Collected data
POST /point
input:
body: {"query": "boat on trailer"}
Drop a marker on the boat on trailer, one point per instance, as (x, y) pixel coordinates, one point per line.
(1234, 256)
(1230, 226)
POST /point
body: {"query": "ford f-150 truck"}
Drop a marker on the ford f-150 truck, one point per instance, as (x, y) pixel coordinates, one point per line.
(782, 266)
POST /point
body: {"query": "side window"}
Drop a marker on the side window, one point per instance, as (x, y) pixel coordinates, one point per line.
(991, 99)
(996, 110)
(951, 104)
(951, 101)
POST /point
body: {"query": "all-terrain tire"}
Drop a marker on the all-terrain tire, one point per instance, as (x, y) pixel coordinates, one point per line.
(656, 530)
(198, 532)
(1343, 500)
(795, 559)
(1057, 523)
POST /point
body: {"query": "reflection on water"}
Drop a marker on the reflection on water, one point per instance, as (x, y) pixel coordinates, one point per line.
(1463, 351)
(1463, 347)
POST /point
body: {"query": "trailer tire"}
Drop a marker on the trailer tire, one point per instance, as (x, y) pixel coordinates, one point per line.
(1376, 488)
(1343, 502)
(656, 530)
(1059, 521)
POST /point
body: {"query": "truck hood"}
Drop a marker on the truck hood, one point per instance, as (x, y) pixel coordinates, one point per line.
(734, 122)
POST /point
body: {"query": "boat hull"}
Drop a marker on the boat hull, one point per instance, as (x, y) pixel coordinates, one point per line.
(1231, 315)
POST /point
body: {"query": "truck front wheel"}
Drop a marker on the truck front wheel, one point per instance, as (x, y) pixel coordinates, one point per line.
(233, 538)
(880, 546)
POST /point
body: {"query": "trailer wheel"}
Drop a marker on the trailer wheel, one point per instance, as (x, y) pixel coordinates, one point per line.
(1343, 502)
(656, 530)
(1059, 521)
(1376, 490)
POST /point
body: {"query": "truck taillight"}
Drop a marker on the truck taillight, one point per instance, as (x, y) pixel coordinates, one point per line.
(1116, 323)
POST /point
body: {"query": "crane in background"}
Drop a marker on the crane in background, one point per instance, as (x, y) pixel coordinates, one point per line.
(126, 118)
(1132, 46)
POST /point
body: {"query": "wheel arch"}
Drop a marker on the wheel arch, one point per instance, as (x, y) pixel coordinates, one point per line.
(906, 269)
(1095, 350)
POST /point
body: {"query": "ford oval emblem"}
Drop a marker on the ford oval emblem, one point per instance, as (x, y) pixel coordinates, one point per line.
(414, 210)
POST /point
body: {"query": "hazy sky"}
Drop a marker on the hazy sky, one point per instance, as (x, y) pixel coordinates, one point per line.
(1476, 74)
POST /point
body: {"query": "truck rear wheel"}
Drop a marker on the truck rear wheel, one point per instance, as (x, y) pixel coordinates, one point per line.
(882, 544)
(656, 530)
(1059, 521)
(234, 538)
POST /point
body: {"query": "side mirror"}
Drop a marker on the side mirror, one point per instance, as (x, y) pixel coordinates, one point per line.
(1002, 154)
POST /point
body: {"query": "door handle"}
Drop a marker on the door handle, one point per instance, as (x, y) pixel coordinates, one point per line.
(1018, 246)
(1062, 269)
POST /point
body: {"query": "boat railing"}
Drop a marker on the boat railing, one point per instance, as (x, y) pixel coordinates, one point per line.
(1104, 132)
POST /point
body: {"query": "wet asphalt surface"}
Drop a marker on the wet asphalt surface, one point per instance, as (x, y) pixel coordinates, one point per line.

TASK DIRECTIONS:
Give back each line above exactly as written.

FINISHED EXERCISE:
POST /point
input:
body: {"query": "boat on trailer"}
Drop a marker on the boat on trailer, one point per instance, as (x, y) pixel coordinates, one point per line.
(1234, 256)
(1230, 226)
POST /point
body: {"query": "ford f-150 truck"}
Drop a marker on the ford f-150 truck, one point per instance, as (x, y) pixel coordinates, one point per line.
(782, 266)
POST /point
body: {"query": "side window"}
Drop a marker on the side window, one point per instance, as (x, y) pixel coordinates, one point per line.
(991, 99)
(996, 110)
(951, 104)
(951, 101)
POST /point
body: {"query": "all-terrain tire"}
Drop a marker on the all-terrain tire, one point per instance, as (x, y) pixel coordinates, one point per line.
(656, 530)
(198, 532)
(1343, 500)
(795, 559)
(1057, 523)
POST /point
body: {"query": "reflection on water"}
Drop a marker on the reflection on water, one point per instance, as (x, y) pixel coordinates, one point per line.
(1463, 351)
(1463, 347)
POST /point
body: {"query": "trailer tire"}
Drop a marker on the trailer tire, one point per instance, as (x, y) pixel coordinates, one point per line.
(1376, 488)
(1343, 502)
(656, 530)
(1059, 521)
POST /point
body: {"query": "truck hood"}
Drop a marker on the truck hood, one point per instance, as (x, y) pixel coordinates, one point per line.
(734, 122)
POST /point
body: {"query": "boat hull"}
Drop a marker on the boat hull, one point per instance, as (x, y) pixel coordinates, one point per line.
(1231, 315)
POST /point
body: {"query": "truck front wheel"}
Drop a marker on the truck front wheel, one point per instance, as (x, y) pixel coordinates, one point per line.
(233, 538)
(880, 546)
POST /point
body: {"query": "trailer wheel"}
Drop a marker on the trailer wheel, one point per instance, as (x, y) pixel coordinates, one point per line.
(1343, 502)
(656, 530)
(1059, 521)
(1376, 490)
POST /point
body: {"query": "truck taillight"}
Drop a marker on the truck taillight, one point per instance, as (x, y) pixel coordinates, one point per line.
(1116, 323)
POST /point
body: {"query": "crane in background"}
Drop a marker on the crane in background, one point per instance, as (x, y) pixel coordinates, one point per line.
(126, 118)
(1132, 46)
POST /point
body: {"query": "wheel arch"}
Drop a marker on the wheel arch, one point per instance, as (x, y) pixel coordinates, one point per line.
(906, 269)
(1095, 350)
POST /point
body: {"query": "ford oval emblem"}
Drop a marker on the ford oval emblem, one point per instance, as (x, y) pixel coordinates, one point per line.
(414, 210)
POST /point
body: {"query": "hazy sky"}
Drop a marker on the hazy sky, one point per instance, as (x, y) pixel coordinates, one point per line.
(1476, 74)
POST /point
body: {"query": "truck rear wheel"}
Drop a marker on the truck rear wheel, one point per instance, as (x, y) pixel coordinates, one point per line.
(882, 544)
(656, 530)
(1059, 521)
(234, 538)
POST /point
body: {"query": "side mirror"}
Drop a marker on the side mirror, one point per instance, as (x, y) pixel coordinates, one point per line.
(1002, 154)
POST /point
body: {"query": "door handle"}
Drop a marker on the door handle, one point per instance, as (x, y) pixel coordinates, one point per line.
(1018, 246)
(1062, 269)
POST /point
body: {"query": "boat railing"}
Drop a marker on the boat railing, one point per instance, as (x, y) pixel coordinates, one point per line.
(1104, 132)
POST /point
body: {"query": "wet asphalt surface"}
Drop a marker on the wet asphalt surface, one point per instance, as (x, y) pixel coordinates, one point per line.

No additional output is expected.